Stored data entries

▼▼▼

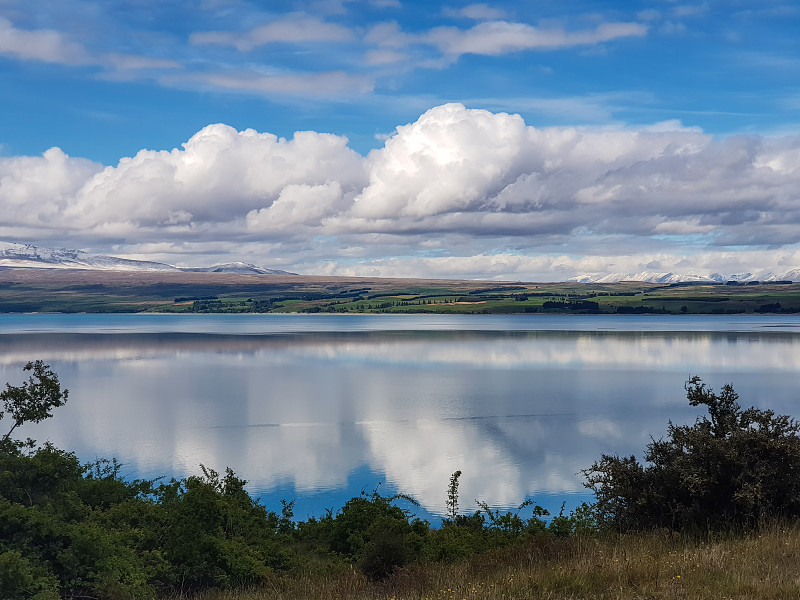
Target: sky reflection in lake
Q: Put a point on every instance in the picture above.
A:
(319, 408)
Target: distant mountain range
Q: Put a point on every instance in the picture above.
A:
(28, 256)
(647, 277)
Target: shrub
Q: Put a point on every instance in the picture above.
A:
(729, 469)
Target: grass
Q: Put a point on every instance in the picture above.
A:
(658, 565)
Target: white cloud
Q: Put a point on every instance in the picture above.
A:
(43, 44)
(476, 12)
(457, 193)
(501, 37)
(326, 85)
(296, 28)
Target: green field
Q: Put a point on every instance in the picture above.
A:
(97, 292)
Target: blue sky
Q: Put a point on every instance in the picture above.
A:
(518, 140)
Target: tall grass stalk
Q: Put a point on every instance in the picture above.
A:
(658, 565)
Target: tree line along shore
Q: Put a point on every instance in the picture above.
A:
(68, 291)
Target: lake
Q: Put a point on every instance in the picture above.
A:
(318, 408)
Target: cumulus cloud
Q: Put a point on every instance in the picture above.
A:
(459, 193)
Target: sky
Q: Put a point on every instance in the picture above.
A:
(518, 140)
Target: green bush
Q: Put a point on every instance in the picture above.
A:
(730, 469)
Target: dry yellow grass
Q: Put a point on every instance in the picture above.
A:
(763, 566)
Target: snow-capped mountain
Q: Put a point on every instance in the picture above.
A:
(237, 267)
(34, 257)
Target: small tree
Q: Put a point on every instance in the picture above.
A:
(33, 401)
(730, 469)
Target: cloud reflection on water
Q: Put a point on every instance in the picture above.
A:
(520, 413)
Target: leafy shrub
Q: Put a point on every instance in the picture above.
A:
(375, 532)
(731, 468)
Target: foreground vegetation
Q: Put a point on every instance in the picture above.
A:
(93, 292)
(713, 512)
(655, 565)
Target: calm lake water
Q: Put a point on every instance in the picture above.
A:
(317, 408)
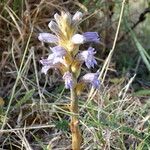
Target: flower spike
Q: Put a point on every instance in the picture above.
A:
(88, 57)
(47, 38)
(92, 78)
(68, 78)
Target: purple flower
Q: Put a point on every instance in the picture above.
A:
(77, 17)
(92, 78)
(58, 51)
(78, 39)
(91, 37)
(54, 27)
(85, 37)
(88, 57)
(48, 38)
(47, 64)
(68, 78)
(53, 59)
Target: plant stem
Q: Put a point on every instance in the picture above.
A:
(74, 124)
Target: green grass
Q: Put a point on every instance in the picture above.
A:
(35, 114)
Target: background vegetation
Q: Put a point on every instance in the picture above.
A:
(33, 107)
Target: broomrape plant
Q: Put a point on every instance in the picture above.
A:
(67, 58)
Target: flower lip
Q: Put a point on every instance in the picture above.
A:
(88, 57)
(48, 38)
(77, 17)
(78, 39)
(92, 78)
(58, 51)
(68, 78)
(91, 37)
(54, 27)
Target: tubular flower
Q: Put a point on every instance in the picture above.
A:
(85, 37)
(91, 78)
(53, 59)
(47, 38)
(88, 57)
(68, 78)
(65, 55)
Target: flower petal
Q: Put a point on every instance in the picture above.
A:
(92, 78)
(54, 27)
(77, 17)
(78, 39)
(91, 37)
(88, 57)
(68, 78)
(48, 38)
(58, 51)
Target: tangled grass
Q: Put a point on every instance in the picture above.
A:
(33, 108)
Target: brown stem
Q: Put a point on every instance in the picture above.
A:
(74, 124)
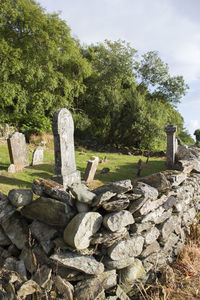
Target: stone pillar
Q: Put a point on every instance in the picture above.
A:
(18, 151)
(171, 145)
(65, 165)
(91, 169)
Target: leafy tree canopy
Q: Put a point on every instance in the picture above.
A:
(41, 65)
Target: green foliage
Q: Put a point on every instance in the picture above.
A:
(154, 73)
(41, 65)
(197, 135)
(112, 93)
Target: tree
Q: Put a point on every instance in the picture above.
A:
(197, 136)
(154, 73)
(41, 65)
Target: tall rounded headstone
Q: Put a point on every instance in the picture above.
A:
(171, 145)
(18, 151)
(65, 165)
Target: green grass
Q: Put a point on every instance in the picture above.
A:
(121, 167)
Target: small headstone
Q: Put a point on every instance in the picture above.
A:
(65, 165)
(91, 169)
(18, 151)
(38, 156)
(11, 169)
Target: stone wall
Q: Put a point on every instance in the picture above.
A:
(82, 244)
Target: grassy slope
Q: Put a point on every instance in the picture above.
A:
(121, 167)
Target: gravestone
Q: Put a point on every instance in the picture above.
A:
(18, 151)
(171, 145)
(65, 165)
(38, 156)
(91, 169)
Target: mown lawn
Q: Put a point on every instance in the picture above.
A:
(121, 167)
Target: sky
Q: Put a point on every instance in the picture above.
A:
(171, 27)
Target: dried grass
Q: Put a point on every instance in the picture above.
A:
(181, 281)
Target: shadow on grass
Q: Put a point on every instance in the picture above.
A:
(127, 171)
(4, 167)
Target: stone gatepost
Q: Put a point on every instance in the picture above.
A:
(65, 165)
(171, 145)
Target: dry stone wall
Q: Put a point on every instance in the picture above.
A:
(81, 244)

▲▲▲
▼▼▼

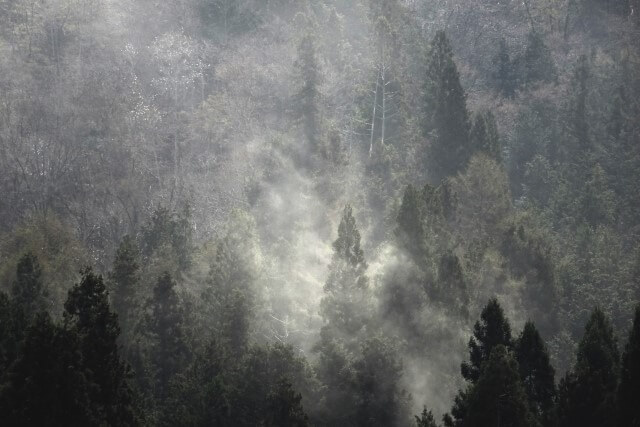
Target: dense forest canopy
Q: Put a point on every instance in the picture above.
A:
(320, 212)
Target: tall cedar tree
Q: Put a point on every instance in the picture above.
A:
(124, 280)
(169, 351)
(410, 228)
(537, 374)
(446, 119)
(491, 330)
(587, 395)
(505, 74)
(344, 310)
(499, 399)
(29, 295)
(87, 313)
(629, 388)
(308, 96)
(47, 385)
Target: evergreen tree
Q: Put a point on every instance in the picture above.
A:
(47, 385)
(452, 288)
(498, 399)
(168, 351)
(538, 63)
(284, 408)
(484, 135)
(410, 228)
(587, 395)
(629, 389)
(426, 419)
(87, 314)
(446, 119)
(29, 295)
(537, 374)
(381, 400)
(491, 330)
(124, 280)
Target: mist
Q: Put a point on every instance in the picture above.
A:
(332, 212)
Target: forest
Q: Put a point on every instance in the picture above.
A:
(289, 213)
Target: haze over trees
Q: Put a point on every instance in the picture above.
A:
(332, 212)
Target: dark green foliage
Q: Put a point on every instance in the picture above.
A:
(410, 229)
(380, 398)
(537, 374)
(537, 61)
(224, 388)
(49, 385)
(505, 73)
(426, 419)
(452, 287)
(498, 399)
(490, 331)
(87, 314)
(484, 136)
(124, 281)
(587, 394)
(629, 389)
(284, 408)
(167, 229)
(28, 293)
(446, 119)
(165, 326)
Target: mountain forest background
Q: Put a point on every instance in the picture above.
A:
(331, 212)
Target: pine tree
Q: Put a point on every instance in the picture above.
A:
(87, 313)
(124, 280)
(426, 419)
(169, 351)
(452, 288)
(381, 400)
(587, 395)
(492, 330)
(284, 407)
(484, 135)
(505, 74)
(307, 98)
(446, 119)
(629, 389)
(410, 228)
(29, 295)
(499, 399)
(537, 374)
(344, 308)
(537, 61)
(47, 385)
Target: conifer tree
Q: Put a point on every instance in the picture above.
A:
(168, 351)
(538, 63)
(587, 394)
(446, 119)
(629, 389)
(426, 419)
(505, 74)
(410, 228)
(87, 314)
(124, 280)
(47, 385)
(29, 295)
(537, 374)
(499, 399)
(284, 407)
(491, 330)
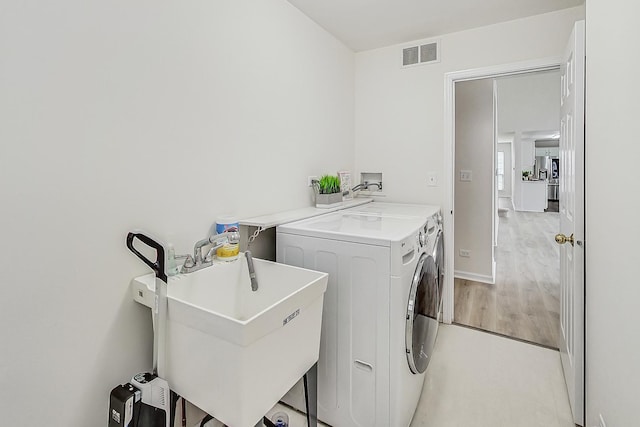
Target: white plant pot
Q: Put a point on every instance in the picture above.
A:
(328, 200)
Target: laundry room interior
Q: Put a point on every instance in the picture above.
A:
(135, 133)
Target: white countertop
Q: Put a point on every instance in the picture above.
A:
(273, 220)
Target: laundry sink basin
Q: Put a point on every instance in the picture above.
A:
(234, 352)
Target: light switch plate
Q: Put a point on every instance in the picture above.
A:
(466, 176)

▲▲▲
▼▼▼

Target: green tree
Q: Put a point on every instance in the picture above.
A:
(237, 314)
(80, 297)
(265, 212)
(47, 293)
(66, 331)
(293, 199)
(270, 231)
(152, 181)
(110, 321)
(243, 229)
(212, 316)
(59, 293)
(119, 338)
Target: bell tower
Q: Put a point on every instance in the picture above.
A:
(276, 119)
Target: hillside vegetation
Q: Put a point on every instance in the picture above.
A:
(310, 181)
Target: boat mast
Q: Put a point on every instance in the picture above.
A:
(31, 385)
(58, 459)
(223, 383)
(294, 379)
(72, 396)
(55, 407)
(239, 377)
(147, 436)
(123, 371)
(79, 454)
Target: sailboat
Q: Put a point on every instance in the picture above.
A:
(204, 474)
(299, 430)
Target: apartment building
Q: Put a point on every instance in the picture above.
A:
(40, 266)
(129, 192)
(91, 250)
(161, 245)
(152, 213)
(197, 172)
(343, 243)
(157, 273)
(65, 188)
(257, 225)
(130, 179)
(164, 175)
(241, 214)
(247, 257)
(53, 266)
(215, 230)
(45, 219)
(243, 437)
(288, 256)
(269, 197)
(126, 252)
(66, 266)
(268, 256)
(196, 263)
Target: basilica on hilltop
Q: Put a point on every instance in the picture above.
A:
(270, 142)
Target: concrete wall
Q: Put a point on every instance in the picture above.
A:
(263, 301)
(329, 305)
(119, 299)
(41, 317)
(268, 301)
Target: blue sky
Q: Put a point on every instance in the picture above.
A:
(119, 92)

▲▲▲

» **GIVEN TASK**: Show each line of the records above that contains the word "reflection", copying every such line in full.

» **EXERCISE OUTPUT**:
Target: sky reflection in lake
Target: cloud reflection on water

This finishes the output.